# beginner turner



## spacebrandon (Nov 26, 2009)

i have a few qustions that have been unanswered in the videos the I have seen here they are:
  Should I use a wax or cream/liquid polish?
 Do I need a sanding sealer?
What is best for the beginner wood or acryilc


----------



## Displaced Canadian (Nov 26, 2009)

It's good to see you asking questions before you spend a bunch of money on things you don't need, this way you can spend it on what you do need. Sanding sealer, no you don't need it. You may want to use a plastic polish after a CA finish don't buy EEE cream you don't need it. It is easier to make acrylic pens because you don't have to finish them just wet sand with micro mesh and if you want a little plastic polish. 
 Have you tried to do a CA finish?  If you haven't practice on pieces of wood instead of a pen you will cry less that way. If you have any other questions don't be afraid to ask.


----------



## CSue (Nov 26, 2009)

If your turning wood for pens, there are a number of different finishes you can use.  I would suggest, if your really NEW to this, to go get a bunch of dowels about 3/4" or 5/8" from a harware store.  You can cut them in 6" pieces and turn them and practice a CA finish if that is what you want to use.  Thats what I did before I used any "serious wood." 

There is a local chapter of IAP in Florida.  You might want to contact dennisg for info.


----------



## JBCustomPens (Nov 26, 2009)

As for beginner woods and/or acrylics, zebrawood, bloodwood, pear, maple, walnut all turn well. They are also great for practicing finishes.


----------



## spacebrandon (Nov 27, 2009)

Can I get CA finish at psi


----------



## spacebrandon (Nov 27, 2009)

I'm getting a lathe for christmas and I want to know what I get before I spend 300+ on all of the things that you need also what about hut ppp wax can I use that


----------



## hunter-27 (Nov 27, 2009)

Shop the vendors here on IAP, better product and usually better prices.  CA finish is not a product.  It is ca glue(super glue) applied to form a finish.  Search the forum for these keywords and you will fins more info than you can read.  Welcome to a world of INSANITY.


----------



## PaulSF (Nov 27, 2009)

The only issue with trying acrylics first is that you really need to keep your tools sharp, and you may actually have to stop in the midst of turning a pen to re-sharpen.  Other than that, you get great results very quickly and easily.  Just remember after sanding with the lathe turning, sand "along the grain," meaning lengthwise along the blanks, to remove any sanding rings.


----------



## Daniel (Nov 27, 2009)

I will use Hut Crystal coat as a final polish on Acrylics. And even with that it is not necessary, I use it mainly because I have it. Otherwise the liquid polishes are not needed.
For wood you do need to seal the grain in some manner. the two ways I do it is either with a CA Slurry (explained below) or with the sealer that comes with Enduro.

Discription of a CA Slurry. Basically it is creating a paste of sawdust and Super Glue that fills all the pours and grain of the wood. this is basically doing the same thing as sanding sealer does. I do this by using 220 grit snadpaper withthe blank tunring on the lathe at low speed. as the sawdust gathers on the sandpaper I  apply CA glue to the blank. this makes a real mess of the blank which when dry is sanded back to smooth with a fresh piece of 220 grit paper.
I suggest starting with wood. Acrylics when they are good are very good, but when they are bad can be a real challenge. Without some successful experiences under your belt you might think the problem is with you rather than the material.


----------



## spacebrandon (Nov 27, 2009)

can some one tell me everything i need to start turing  tell me the egact thing like name of brand and the type


----------



## hunter-27 (Nov 27, 2009)

That is nearly an impossiible thing to do in a post.  Would be best for you to search the forum and get the answers.


----------



## tseger (Nov 27, 2009)

Brandon, check your inbox, i sent you a pm


----------



## JBCustomPens (Nov 27, 2009)

Here's a great article for you. Its in the library. This should help.

http://content.penturners.org/articles/2009/Getting_started_in_penturning.pdf


----------

▶ **Problem to work on**:
Could you set down the pen-turning thread word for word, starting with "The only issue" and going on through "any sanding rings."? Nothing here requires the entries.

▶ **Object position labeling entries**:

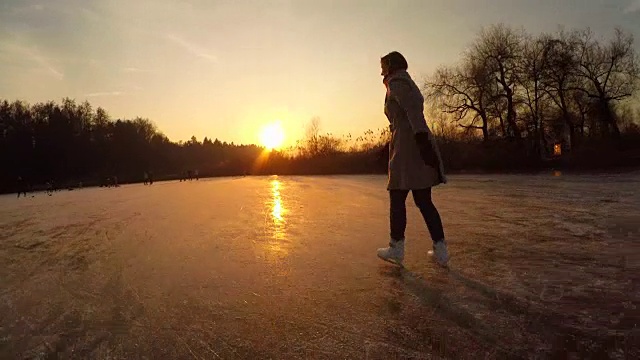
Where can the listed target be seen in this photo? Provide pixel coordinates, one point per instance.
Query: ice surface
(285, 267)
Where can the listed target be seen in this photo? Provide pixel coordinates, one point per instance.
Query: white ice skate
(394, 253)
(440, 253)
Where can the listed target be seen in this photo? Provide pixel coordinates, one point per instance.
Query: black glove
(383, 154)
(429, 155)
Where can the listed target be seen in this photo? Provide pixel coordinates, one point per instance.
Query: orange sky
(225, 68)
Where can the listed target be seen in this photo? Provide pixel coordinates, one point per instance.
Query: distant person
(22, 187)
(414, 160)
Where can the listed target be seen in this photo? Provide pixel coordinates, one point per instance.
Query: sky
(223, 69)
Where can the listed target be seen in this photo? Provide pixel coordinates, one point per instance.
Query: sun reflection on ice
(277, 245)
(277, 202)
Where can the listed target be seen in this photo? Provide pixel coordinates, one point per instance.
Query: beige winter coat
(404, 107)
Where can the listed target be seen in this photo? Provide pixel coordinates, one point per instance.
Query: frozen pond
(285, 267)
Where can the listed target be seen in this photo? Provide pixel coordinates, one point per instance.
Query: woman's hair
(395, 61)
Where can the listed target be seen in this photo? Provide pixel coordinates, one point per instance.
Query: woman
(414, 160)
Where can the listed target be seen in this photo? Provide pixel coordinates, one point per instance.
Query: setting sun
(272, 136)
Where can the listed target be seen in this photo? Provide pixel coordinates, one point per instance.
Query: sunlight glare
(272, 136)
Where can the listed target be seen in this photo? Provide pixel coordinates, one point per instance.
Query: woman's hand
(429, 156)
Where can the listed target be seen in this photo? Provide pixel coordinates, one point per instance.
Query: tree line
(513, 101)
(565, 88)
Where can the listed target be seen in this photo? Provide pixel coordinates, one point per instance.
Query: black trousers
(398, 213)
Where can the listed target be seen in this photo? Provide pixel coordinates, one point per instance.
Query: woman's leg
(430, 214)
(398, 213)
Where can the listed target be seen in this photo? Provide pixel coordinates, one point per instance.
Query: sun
(272, 136)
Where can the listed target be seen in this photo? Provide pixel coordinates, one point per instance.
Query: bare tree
(498, 48)
(560, 75)
(530, 78)
(610, 72)
(463, 92)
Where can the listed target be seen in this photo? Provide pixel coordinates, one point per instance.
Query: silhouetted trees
(507, 104)
(68, 143)
(540, 90)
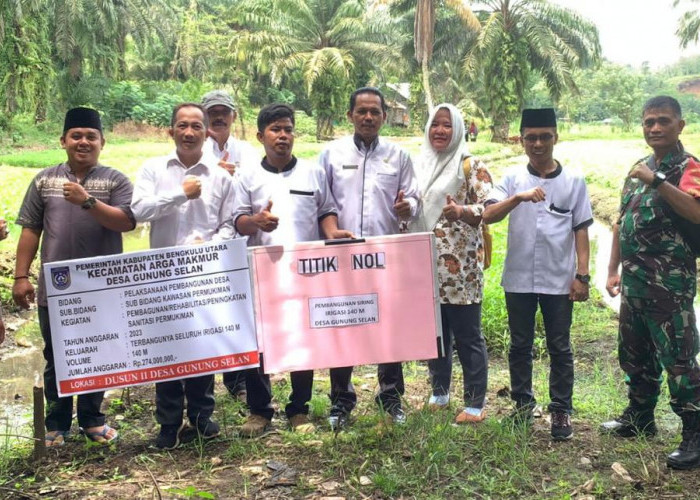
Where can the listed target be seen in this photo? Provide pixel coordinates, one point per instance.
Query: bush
(157, 113)
(121, 99)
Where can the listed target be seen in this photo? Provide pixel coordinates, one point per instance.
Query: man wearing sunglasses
(546, 264)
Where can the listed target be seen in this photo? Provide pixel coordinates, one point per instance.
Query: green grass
(429, 457)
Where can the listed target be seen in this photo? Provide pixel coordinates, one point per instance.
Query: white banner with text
(151, 316)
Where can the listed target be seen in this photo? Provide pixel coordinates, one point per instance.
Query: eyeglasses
(533, 138)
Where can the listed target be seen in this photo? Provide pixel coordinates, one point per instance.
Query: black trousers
(170, 399)
(59, 411)
(557, 313)
(391, 387)
(463, 323)
(259, 392)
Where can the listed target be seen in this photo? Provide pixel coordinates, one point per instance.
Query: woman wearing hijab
(452, 208)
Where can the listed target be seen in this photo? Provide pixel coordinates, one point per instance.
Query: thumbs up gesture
(265, 220)
(402, 206)
(226, 165)
(452, 211)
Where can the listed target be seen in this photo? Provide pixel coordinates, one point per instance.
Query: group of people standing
(215, 187)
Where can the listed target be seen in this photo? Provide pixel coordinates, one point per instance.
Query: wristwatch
(584, 278)
(89, 203)
(659, 177)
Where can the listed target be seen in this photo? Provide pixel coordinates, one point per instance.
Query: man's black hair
(367, 90)
(188, 105)
(272, 113)
(663, 101)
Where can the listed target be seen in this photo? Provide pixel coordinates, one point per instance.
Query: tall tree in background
(328, 40)
(521, 36)
(688, 25)
(453, 22)
(25, 62)
(92, 35)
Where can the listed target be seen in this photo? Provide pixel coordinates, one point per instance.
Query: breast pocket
(387, 181)
(303, 205)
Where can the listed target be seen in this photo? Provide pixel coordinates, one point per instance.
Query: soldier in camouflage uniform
(657, 320)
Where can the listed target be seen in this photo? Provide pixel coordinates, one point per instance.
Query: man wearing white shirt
(282, 201)
(230, 153)
(234, 156)
(546, 264)
(374, 186)
(186, 202)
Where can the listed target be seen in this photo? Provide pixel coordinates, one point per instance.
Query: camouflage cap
(217, 98)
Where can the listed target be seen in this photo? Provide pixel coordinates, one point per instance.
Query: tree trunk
(324, 128)
(425, 70)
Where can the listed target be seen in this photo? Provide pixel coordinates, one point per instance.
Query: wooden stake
(39, 428)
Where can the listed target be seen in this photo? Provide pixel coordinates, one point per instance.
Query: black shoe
(632, 423)
(561, 426)
(339, 419)
(687, 455)
(168, 437)
(203, 429)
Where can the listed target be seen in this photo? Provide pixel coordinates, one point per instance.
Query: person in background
(454, 186)
(231, 154)
(3, 235)
(77, 209)
(546, 264)
(187, 201)
(473, 131)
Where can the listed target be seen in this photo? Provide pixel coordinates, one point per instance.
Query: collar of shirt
(361, 144)
(673, 157)
(215, 144)
(550, 175)
(274, 170)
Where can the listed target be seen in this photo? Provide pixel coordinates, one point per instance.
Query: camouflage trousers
(658, 334)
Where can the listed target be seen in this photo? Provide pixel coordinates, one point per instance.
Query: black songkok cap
(537, 118)
(82, 118)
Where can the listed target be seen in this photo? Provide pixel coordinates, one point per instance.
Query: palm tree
(93, 34)
(332, 42)
(523, 36)
(440, 28)
(688, 25)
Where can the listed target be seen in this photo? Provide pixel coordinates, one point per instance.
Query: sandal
(101, 436)
(55, 438)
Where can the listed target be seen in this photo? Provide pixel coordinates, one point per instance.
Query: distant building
(397, 97)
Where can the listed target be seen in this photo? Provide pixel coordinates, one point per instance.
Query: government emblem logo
(60, 277)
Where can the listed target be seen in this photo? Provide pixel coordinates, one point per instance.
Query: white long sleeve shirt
(365, 183)
(160, 199)
(300, 198)
(241, 153)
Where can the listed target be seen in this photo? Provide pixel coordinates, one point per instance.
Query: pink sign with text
(321, 305)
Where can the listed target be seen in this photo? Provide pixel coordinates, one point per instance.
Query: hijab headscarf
(440, 173)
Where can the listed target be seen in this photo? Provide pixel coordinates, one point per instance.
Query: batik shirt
(460, 247)
(68, 231)
(656, 260)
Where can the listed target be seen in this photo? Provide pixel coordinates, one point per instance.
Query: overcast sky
(634, 31)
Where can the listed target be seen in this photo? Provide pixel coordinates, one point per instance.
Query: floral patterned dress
(460, 247)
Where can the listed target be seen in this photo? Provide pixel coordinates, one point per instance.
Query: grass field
(429, 457)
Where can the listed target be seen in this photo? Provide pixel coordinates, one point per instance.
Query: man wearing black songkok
(81, 208)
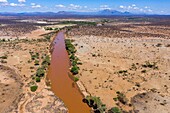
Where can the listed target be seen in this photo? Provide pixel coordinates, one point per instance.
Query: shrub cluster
(95, 103)
(40, 72)
(74, 59)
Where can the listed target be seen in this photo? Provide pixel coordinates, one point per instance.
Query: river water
(61, 84)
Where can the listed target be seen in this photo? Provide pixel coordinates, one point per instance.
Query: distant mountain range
(103, 12)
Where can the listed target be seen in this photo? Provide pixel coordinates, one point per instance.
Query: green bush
(96, 103)
(33, 88)
(38, 79)
(46, 60)
(76, 79)
(4, 57)
(115, 110)
(40, 72)
(122, 98)
(75, 70)
(36, 62)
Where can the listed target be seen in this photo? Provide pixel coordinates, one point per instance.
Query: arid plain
(125, 62)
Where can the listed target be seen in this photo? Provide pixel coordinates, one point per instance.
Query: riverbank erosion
(23, 68)
(62, 85)
(118, 69)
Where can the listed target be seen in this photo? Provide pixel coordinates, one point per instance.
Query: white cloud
(122, 7)
(34, 5)
(73, 6)
(3, 1)
(102, 7)
(60, 6)
(133, 5)
(13, 4)
(21, 1)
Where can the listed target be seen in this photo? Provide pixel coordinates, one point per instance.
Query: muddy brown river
(61, 84)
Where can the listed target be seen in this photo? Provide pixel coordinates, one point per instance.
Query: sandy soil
(23, 100)
(103, 58)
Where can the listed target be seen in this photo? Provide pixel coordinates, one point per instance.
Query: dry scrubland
(125, 62)
(21, 55)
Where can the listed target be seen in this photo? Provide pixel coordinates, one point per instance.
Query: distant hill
(99, 13)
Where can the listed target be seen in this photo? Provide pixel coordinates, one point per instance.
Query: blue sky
(135, 6)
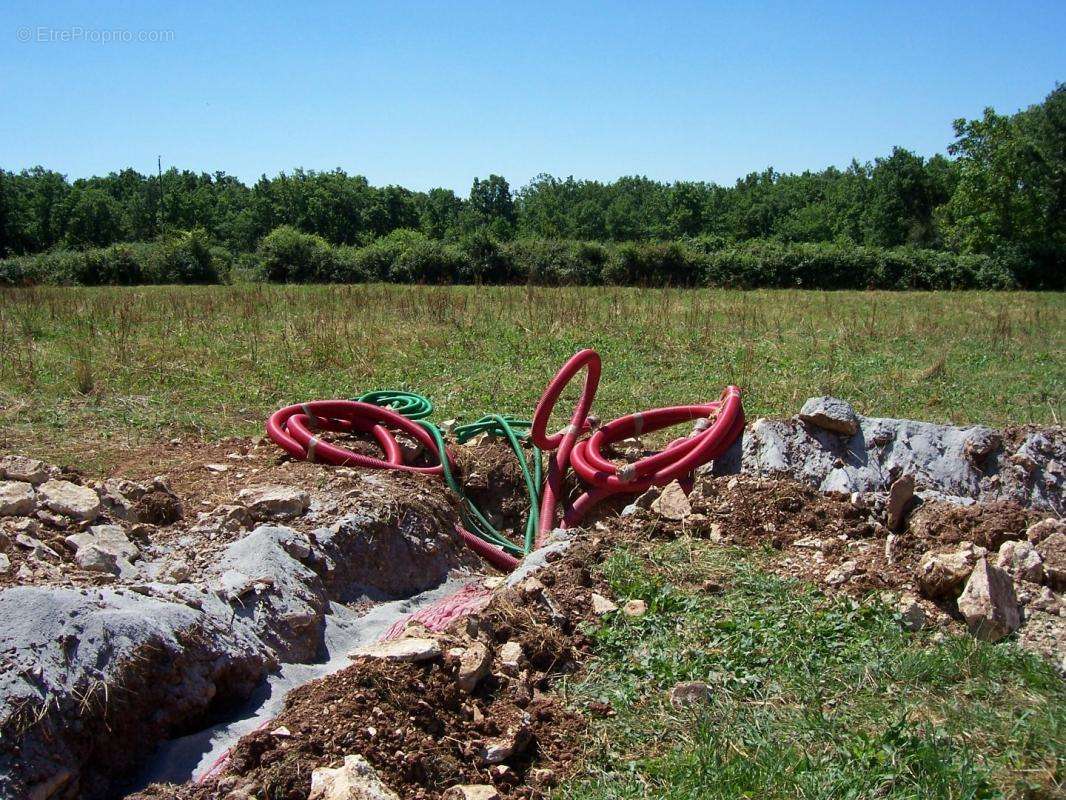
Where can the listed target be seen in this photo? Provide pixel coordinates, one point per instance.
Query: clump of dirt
(986, 524)
(491, 477)
(834, 530)
(158, 508)
(413, 722)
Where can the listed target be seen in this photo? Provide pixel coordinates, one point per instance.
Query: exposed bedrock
(962, 464)
(92, 678)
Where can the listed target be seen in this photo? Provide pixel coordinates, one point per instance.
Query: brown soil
(410, 721)
(415, 725)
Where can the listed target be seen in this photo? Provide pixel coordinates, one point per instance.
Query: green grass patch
(148, 362)
(812, 697)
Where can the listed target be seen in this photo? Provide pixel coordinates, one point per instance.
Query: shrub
(655, 264)
(427, 261)
(485, 261)
(287, 255)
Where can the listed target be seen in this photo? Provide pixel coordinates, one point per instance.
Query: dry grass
(83, 364)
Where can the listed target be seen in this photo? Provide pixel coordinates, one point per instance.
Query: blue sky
(426, 94)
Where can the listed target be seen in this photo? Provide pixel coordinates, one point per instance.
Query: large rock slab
(832, 414)
(280, 598)
(69, 499)
(950, 462)
(69, 654)
(941, 575)
(988, 603)
(1052, 552)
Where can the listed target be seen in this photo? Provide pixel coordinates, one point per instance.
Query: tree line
(999, 193)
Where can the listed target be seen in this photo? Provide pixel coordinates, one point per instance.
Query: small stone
(23, 469)
(601, 605)
(17, 498)
(501, 748)
(689, 693)
(356, 780)
(911, 614)
(988, 603)
(942, 574)
(649, 496)
(174, 571)
(94, 559)
(635, 608)
(891, 547)
(673, 504)
(69, 499)
(1045, 528)
(901, 495)
(832, 414)
(842, 574)
(1021, 561)
(401, 650)
(511, 656)
(543, 778)
(107, 538)
(474, 662)
(274, 502)
(471, 792)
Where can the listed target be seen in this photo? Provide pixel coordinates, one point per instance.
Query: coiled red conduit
(717, 425)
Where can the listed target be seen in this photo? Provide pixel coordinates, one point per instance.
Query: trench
(188, 757)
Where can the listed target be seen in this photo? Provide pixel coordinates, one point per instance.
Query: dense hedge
(287, 255)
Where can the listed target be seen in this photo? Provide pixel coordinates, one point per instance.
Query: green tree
(94, 218)
(1011, 194)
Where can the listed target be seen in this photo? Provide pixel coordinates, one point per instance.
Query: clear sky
(426, 94)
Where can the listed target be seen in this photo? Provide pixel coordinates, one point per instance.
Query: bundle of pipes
(578, 446)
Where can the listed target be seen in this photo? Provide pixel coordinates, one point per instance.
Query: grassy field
(82, 365)
(810, 697)
(813, 698)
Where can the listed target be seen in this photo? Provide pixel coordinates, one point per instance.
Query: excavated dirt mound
(413, 722)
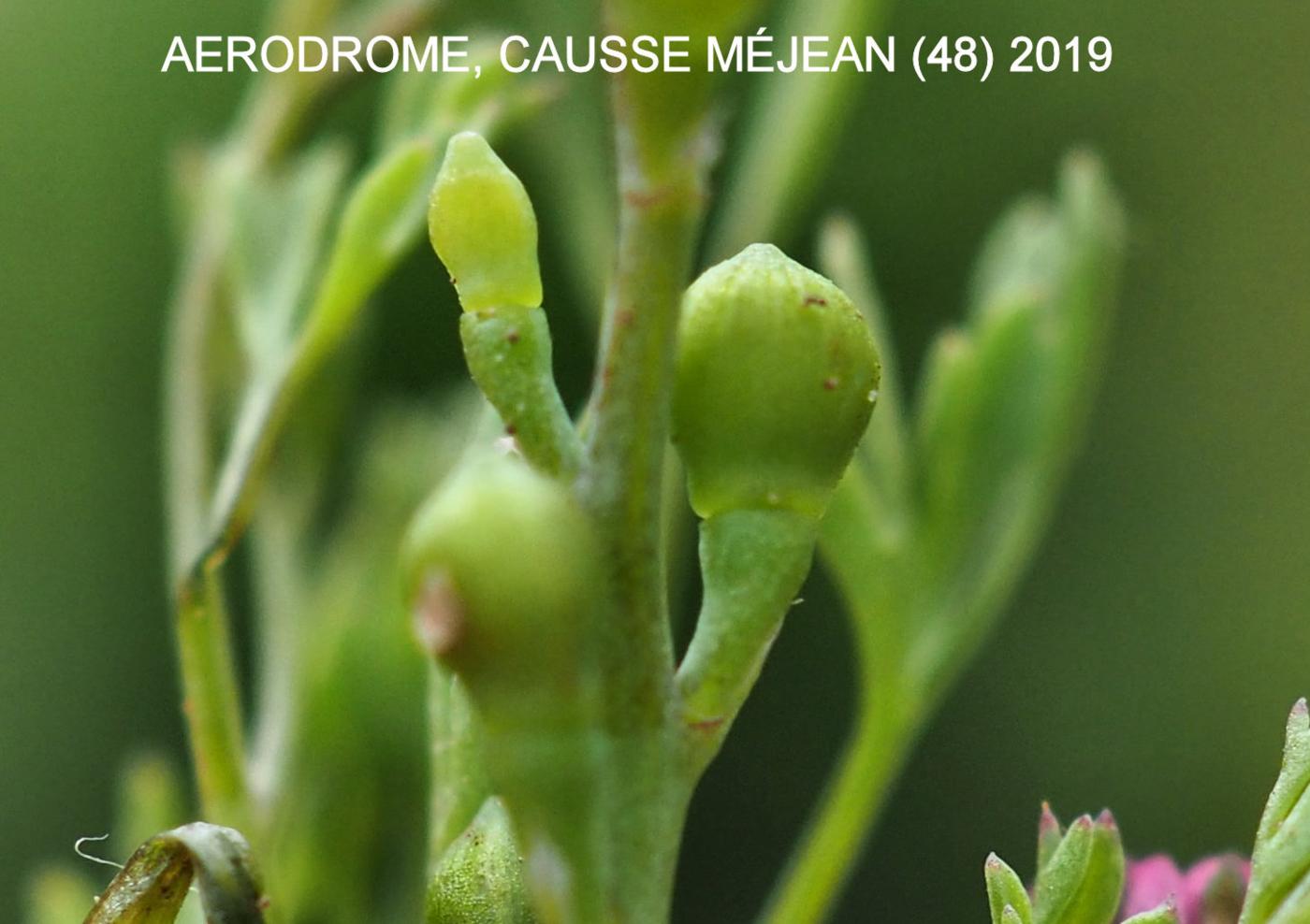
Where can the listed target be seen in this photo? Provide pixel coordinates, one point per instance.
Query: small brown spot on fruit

▶ **Worked solution**:
The only issue with trying acrylics first is that you really need to keep your tools sharp, and you may actually have to stop in the midst of turning a pen to re-sharpen.  Other than that, you get great results very quickly and easily.  Just remember after sanding with the lathe turning, sand "along the grain," meaning lengthwise along the blanks, to remove any sanding rings.